Transcript data type
CS 115 More Python; Testing
Taken from notes by Dr. Neil Moore
Statements
A statement is the smallest unit of code that can be
executed on its own.
• So far we’ve seen:
– Assignment: sum = first + second
– Function call: print(“hi”) # doesn’t return a useful value
– Usually one line
• Compound statements are bigger.
– def, for, if, etc.
– We’ll see more of these in the next few weeks.
• Comments are not statements; they aren’t executed.
Expressions
An expression is a piece of code that has a value. It is even
smaller and more fundamental than a statement.
• Something you would use on the right hand side of an
assignment operator is an expression.
• Examples:
– Literals: 2, 4.59, “Python”
– Variable names: student_name, total_count
– Arithmetic expressions: 3 * (5 + x)
• (5 + x) is itself an expression
• And so are x and 5
• It’s expressions built of expressions!

■ **Tasks**
1. Repeat the passage of the Python lecture notes between "Transcript data type" and "next few weeks.", inclusive.
2. Carry on writing the Python lecture notes on statements and expressions from the point where they stop.

■ **Excerpted data**
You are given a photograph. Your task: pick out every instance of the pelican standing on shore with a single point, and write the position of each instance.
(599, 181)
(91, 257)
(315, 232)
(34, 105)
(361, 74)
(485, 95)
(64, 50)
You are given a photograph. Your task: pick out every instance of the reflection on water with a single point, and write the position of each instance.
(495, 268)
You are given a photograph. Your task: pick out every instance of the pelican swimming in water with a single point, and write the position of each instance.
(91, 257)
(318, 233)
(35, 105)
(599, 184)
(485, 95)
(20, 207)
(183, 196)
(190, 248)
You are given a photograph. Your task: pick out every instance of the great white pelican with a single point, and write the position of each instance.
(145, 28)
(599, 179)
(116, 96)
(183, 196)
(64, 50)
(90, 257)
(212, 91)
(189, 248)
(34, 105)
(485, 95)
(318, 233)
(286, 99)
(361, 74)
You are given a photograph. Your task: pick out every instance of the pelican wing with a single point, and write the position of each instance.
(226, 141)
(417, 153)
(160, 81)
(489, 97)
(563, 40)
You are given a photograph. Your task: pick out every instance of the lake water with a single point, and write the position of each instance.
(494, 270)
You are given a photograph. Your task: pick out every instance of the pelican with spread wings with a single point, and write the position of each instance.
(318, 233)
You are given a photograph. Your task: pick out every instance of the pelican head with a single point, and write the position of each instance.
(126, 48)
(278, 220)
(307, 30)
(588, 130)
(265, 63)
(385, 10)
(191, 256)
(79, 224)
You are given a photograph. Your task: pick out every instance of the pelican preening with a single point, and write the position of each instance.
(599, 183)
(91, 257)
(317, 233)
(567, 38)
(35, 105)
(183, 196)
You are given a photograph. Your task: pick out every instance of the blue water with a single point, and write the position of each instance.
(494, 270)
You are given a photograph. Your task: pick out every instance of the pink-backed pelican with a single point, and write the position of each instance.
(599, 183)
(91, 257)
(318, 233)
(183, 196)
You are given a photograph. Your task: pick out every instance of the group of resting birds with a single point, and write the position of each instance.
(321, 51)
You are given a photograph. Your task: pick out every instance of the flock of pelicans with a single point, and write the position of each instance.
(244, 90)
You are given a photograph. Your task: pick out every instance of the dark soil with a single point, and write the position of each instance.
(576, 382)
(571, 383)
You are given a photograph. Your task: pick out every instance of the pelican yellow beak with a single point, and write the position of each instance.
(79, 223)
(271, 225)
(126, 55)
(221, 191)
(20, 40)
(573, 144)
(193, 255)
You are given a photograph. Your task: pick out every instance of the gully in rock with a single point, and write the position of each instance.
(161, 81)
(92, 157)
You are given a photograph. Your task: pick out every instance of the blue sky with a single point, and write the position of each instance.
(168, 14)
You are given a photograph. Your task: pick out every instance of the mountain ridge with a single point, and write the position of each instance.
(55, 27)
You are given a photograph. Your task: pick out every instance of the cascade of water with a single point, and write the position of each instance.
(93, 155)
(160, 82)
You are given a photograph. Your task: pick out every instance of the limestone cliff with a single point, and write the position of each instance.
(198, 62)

■ **Responses per task**
1.
Transcript data type
CS 115 More Python; Testing
Taken from notes by Dr. Neil Moore
Statements
A statement is the smallest unit of code that can be
executed on its own.
• So far we’ve seen:
– Assignment: sum = first + second
– Function call: print(“hi”) # doesn’t return a useful value
– Usually one line
• Compound statements are bigger.
– def, for, if, etc.
– We’ll see more of these in the next few weeks.

2.
– Function call: input(“What is your name?”) # returns a value
Data Types
Inside the computer, everything is expressed in
bits. A data type says how to interpret these
bits, and what we can do with them. Every
expression in Python has a data type. Some of
the built-in types are:
Type
Description
Examples
int
Integer numbers
2, -44, 0
float
Floating-point numbers
3.0, -0.1, 6.22e23
bool
Boolean (True/False) values
True, False
str
Strings of characters
“hi”, “1234”, “2@5”
list
Lists of values
[“Prisoner”,7], [2, 3,
4, 5, 7]
Integers
The data type int represents integers: whole
numbers that are positive, zero or negative.
• Literal integers: a sequence of digits, like 2341
– With no leading zeros!
– 0 by itself is okay, 007 is not.
• In Python, integers have no stated limit to their
size.
– They can have as many digits as you have memory for.
– That is not true for most languages, like C++ and Java.
Floating-point
The data type called float represents floating-point numbers, numbers
with a decimal point.
• In a computer, they have limited precision and range.
• Two forms of literal floating-point numbers:
– A number with a decimal point: 3.14, .027,1., 0.1
• Must have a decimal point!
• 1.0 or 1. is a float, 1 is an integer
– Scientific notation (“E” notation)
• 6.022e23, 1.0E9, 31e-2
• The “e” represents “times 10 to the”
• Does not have to have a decimal point, the e is enough to make the value a
float
• The exponent must be an integer
• In some languages, these are called “doubles”.
• Why are they called “floating” point? Water??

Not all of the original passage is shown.